## Begin

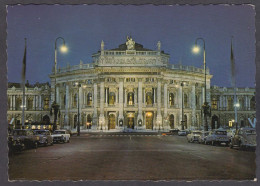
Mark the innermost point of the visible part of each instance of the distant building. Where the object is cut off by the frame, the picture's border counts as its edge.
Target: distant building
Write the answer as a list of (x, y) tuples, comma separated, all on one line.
[(132, 88)]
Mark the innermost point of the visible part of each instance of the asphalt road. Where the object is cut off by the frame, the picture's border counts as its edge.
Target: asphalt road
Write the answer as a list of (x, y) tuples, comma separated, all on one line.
[(132, 157)]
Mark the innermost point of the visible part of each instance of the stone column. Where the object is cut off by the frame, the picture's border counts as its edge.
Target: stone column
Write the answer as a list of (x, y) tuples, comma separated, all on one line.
[(135, 96), (154, 99), (80, 104), (40, 102), (144, 99), (25, 104), (106, 95), (248, 102), (66, 119), (11, 103), (226, 102), (121, 102), (36, 102), (202, 95), (14, 101), (193, 105), (159, 114), (58, 95), (102, 123), (95, 104), (165, 112), (246, 107), (125, 98), (140, 105), (180, 104), (33, 102), (220, 102)]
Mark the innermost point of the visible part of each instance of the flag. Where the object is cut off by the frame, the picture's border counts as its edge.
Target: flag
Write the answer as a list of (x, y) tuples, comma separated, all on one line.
[(232, 61), (24, 64)]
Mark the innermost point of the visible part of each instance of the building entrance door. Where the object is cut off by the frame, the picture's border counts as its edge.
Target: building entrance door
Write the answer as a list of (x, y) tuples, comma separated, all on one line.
[(130, 120), (149, 120), (111, 122)]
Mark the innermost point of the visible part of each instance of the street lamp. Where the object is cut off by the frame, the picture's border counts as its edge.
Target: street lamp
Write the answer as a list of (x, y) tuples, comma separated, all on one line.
[(55, 106), (76, 84), (236, 105), (205, 106)]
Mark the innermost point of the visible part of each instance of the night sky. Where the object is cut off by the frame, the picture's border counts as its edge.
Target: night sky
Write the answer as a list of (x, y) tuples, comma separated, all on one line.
[(85, 26)]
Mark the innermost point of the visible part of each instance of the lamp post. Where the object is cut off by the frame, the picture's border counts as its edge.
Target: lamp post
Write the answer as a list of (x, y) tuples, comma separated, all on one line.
[(55, 106), (237, 105), (205, 106), (182, 105), (78, 85)]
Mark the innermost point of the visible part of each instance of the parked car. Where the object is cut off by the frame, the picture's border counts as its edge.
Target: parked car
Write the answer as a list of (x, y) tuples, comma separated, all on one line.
[(203, 136), (45, 137), (27, 137), (61, 136), (231, 133), (193, 136), (174, 131), (217, 137), (182, 133), (244, 137), (15, 145), (72, 132)]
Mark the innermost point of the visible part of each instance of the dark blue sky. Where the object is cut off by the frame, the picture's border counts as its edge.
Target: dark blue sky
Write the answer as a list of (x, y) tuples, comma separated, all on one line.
[(177, 27)]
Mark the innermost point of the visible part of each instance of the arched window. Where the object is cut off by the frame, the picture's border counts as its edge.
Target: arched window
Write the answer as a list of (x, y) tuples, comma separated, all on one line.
[(149, 98), (185, 119), (197, 102), (171, 99), (230, 103), (75, 100), (171, 121), (252, 103), (46, 103), (130, 98), (89, 121), (214, 103), (75, 120), (89, 99), (241, 104), (111, 122), (112, 97), (30, 103), (9, 103), (64, 100), (185, 100), (18, 103)]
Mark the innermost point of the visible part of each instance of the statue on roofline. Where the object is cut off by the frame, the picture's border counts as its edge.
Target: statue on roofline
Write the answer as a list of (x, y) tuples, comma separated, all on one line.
[(130, 43)]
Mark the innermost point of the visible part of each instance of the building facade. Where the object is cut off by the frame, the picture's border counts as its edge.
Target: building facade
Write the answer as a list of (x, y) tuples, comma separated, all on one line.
[(134, 88), (37, 102)]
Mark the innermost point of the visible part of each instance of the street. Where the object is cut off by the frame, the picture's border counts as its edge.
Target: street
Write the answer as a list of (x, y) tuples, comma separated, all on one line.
[(132, 157)]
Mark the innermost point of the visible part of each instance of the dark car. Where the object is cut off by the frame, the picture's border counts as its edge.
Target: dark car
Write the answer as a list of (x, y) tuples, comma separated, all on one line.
[(244, 138), (45, 137), (27, 137), (174, 131), (14, 145)]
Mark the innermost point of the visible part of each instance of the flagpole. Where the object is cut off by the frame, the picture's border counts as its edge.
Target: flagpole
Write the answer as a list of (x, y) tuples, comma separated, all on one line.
[(23, 82)]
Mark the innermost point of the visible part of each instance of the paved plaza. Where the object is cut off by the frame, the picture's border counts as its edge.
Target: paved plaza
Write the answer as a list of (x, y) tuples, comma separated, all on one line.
[(132, 157)]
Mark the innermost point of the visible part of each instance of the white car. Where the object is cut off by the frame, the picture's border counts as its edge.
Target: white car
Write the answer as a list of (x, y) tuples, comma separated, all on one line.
[(182, 133), (217, 137), (193, 136), (61, 136), (203, 136), (244, 138)]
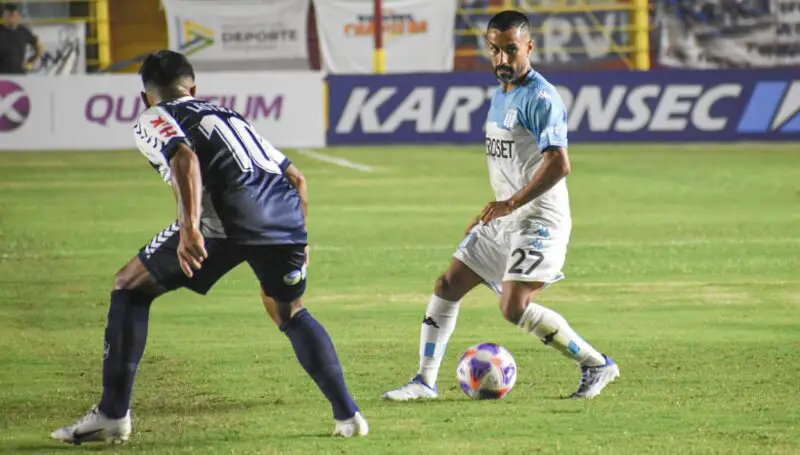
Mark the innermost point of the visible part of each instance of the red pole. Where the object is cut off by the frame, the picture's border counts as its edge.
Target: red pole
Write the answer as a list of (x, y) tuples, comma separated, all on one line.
[(378, 56)]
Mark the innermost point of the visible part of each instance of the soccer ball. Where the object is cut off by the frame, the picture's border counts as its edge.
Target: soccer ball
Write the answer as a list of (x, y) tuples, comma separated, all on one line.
[(487, 370)]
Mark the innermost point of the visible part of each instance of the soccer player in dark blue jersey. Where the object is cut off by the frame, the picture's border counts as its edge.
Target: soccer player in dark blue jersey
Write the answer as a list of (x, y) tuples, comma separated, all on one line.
[(239, 200)]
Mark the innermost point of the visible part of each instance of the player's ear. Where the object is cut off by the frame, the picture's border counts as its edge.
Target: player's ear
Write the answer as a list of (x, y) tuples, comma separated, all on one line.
[(145, 100)]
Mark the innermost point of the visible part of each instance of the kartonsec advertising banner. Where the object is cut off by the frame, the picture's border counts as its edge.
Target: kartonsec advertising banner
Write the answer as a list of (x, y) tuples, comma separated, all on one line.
[(613, 106)]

## End

SET TASK
Write out the records above once more, word for word, with no pictures.

WORKED SOLUTION
Mark the innermost point of the visible part of each instance of the distant building. Where the object is cut off by the frame, the picture's border counts as its edge.
Target: distant building
Write the answer as a list of (x, y) tuples, comma separated, all on one line.
[(132, 88)]
Mark the innermost point of the visible part of each instance of the asphalt road. Where the object is cut off by the frame, the picture's border counts as its edge.
Target: asphalt road
Write the answer as a list of (x, y) tuples, comma separated, all on one line.
[(132, 157)]
Mark the innermost point of the visible part of each instance of the stone column. Where the object is cut off by the frame, the picture's border counts as its edge.
Target: stone column
Write the answer as a list of (x, y) tuples, comma separated, all on one line.
[(135, 96), (154, 99), (80, 104), (40, 102), (144, 99), (25, 104), (106, 95), (248, 102), (66, 119), (11, 103), (226, 102), (121, 102), (36, 102), (202, 95), (14, 101), (193, 105), (159, 114), (58, 95), (102, 123), (95, 104), (165, 112), (246, 107), (125, 98), (140, 105), (180, 104), (33, 102), (220, 102)]
Mark the innermost point of the visible part of each instance of the flag. Where the object is cut off by the frame, the picture's border counts as its edge.
Target: flag
Write the answer as a list of (x, y) tuples, comma separated, all on one line.
[(232, 61), (24, 64)]
Mark the innermost point of the visible part of each instance of the building entrance door. Where the object is cut off by the frame, the picture's border counts as its edge.
Target: building entrance door
Write the answer as a list of (x, y) tuples, comma separated, all on one line.
[(130, 120), (149, 120), (111, 122)]
Mark the innermost point of the visible part of each instance of the street lamp. Where the object is cut off by the frame, the picture's border counts as its edge.
Target: street lamp
Write the answer as a list of (x, y) tuples, comma separated, all on one line.
[(55, 106), (76, 84), (236, 105), (205, 106)]
Mark the innermost point of the visible part of each instance of the night sky. Where the object is cut off by the frame, the picture's border counts as its edge.
Target: night sky
Write the answer as a list of (x, y) tuples, comma separated, all on one line.
[(85, 26)]
Mark the innermost point of the visible part of each instance of the lamp post. Where the object is cut off by the frame, the picture's border counts as its edge.
Target: lamp post
Write the answer as a list of (x, y) tuples, comma separated, all on one line.
[(55, 106), (237, 105), (205, 106), (182, 105), (78, 85)]
Mark the innermost point of the visible part of each instance of the parked car. Where the object is cut off by the frame, the picture's border counts as its edge.
Target: parked car
Write the answer as a list of (x, y) tuples, comma separated, all on one line.
[(203, 136), (45, 137), (27, 137), (61, 136), (231, 133), (193, 136), (174, 131), (217, 137), (182, 133), (244, 137), (15, 145), (72, 132)]
Mark the innermost point of the visible part of each instance of the dark blue sky. Where the object is cut off by the frame, the picture's border counts as its edge.
Target: dark blue sky
Write the answer as a list of (x, y) tuples, comma separated, all on one line.
[(177, 27)]
Mark the innermost point of the visible part of each instance of the arched window. Where the object is cut off by the frame, the picture's border counts as its edge.
Target: arched window
Write the answer as a list of (x, y) tuples, comma separated, all on one line.
[(149, 98), (185, 119), (197, 102), (171, 99), (230, 103), (75, 100), (171, 121), (252, 103), (46, 103), (130, 98), (89, 121), (214, 103), (75, 120), (89, 99), (241, 104), (111, 122), (112, 97), (30, 103), (9, 103), (64, 100), (185, 100), (18, 103)]
Mark the innermost point of the visible part of each instance of the statue on roofline. Where the object is cut off by the frame, the picture's border counts as its edge.
Target: statue on roofline
Write the answer as a list of (x, y) tuples, comma separated, all on one line.
[(130, 43)]
Mark the innermost point of the visible part of each instance of the building facade. Where the object is cut off by the frame, the picture's border counts as its edge.
Target: building facade
Write the answer as a list of (x, y) tuples, comma separated, all on one line.
[(134, 88), (37, 102)]
Mark the innermost point of the visible part of each instance of the street. Where the object is cut off by the frame, the picture's border counts as its edge.
Target: street
Write the answer as a list of (x, y) tuples, comma separated, all on one line.
[(132, 157)]
Mark the innermost point of the visible part of each instance of the dark car. Where the object is cut off by the frame, the picture's border counts as its edge.
Target: dark car
Write the answer as a list of (x, y) tuples, comma separated, all on one line.
[(244, 138), (45, 137), (27, 137), (174, 131), (14, 145)]
Mark the innermost point of the visible part of each instance of the flagpole. Where the object is cut off by the frame, the picture's border counts as its edge.
Target: flagpole
Write the answer as a list of (x, y) tuples, comma separated, all on one line.
[(23, 82)]
Mark the innermost point of the visible part of each instance of the paved plaza. Where the object is cut off by the frame, the picture's border counts as its edge.
Target: paved plaza
Write the answer as a list of (x, y) tuples, comma separated, all on one line.
[(132, 157)]
Mark the innermost point of the visible part of each instance of the white car. Where the object is cut off by the frame, the picture's border counts as its edge.
Target: white car
Write the answer as a list of (x, y) tuples, comma separated, all on one line.
[(182, 133), (217, 137), (193, 136), (61, 136), (203, 136), (244, 138)]
Mark the innermost point of the visible part of each instance of the red pole. Where the object is cut off by the frame, the picture's border counts as its edge.
Target: red pole
Write the answer as a list of (x, y) tuples, comma separated, all on one line.
[(378, 56)]
Mark the innermost point of the visible part of each instance of the soccer ball. Where the object is cut off by the frame, the picture's border counts as its edge.
Target: soccer ball
Write the answer as a list of (x, y) tuples, comma separated, all on one line.
[(487, 370)]
Mark the innermost point of the visible part of each instance of the soccer player in dark blue jersey. Where the object is cut off by the frame, the picture's border counts as its edge.
Target: soccer player in dark blue jersey
Write the answer as a list of (x, y) tuples, comma separated, all on one line.
[(239, 200)]
Mark the innermost point of the visible part of each instance of the player's ear. Where the object is cut off by the frame, the picture's border counts as its edge.
Target: player's ear
Write the answer as a list of (x, y) tuples, comma separated, all on one line.
[(145, 100)]
Mark the innermost point of the visible part of each instance of the kartonsec advertising banner. Where the object is cut off by the frame, the picture's border counts as its edge.
Target: kartonsec advertising banner
Write the answer as a list of (x, y) tuples, comma separated, all on one line.
[(613, 106)]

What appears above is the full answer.